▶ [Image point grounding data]
+--

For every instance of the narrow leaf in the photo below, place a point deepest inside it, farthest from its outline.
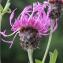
(53, 56)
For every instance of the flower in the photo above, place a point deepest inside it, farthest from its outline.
(32, 23)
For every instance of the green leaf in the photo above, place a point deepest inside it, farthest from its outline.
(37, 61)
(53, 56)
(1, 8)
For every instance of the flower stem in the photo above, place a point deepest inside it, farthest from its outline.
(30, 53)
(48, 45)
(0, 21)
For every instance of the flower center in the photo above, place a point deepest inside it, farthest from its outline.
(28, 37)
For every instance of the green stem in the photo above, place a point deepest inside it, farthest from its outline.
(48, 45)
(0, 21)
(30, 54)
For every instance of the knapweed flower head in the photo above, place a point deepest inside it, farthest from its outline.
(32, 23)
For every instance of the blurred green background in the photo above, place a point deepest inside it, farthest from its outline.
(16, 54)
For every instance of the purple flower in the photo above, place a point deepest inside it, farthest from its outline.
(33, 20)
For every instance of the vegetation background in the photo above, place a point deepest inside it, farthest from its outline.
(16, 54)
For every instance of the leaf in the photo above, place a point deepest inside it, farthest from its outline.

+--

▶ [The problem] An exact copy of every line from the one containing "For every instance of the flower in" through the last line of the entries is required; please add nothing.

▶ [Answer to the exercise]
For every instance of the flower in the photo above, place a point deepest inside it, farthest from its outline.
(32, 23)
For every instance of the green leaf in the photo above, place a point deepest inside it, farthest from its outline.
(37, 61)
(53, 56)
(1, 8)
For every instance of the flower stem in the photo above, place a point deepest inside it, farthest from its outline.
(30, 53)
(48, 45)
(0, 21)
For every instance of the flower center in the photo above, place a point deepest inside it, farthest from its outline.
(28, 37)
For every instance of the green stem in the photo above, place a point deepest inside it, farthest from its outline.
(48, 45)
(0, 21)
(30, 54)
For every instance of the knapweed flower head in the photo above, place a point deepest inside it, farthest from its outline.
(32, 23)
For every instance of the blurred green background in the photo above, place a point deepest inside it, farthest from its outline.
(16, 54)
For every instance of the purple flower in the photo above, place a point deepest inside it, farthest from its outline.
(33, 20)
For every instance of the vegetation background in the photo above, place a point deepest inside it, farthest from its outline.
(16, 54)
For every instance of the leaf in the photo above, place a point deepest inside it, farthest from its outline.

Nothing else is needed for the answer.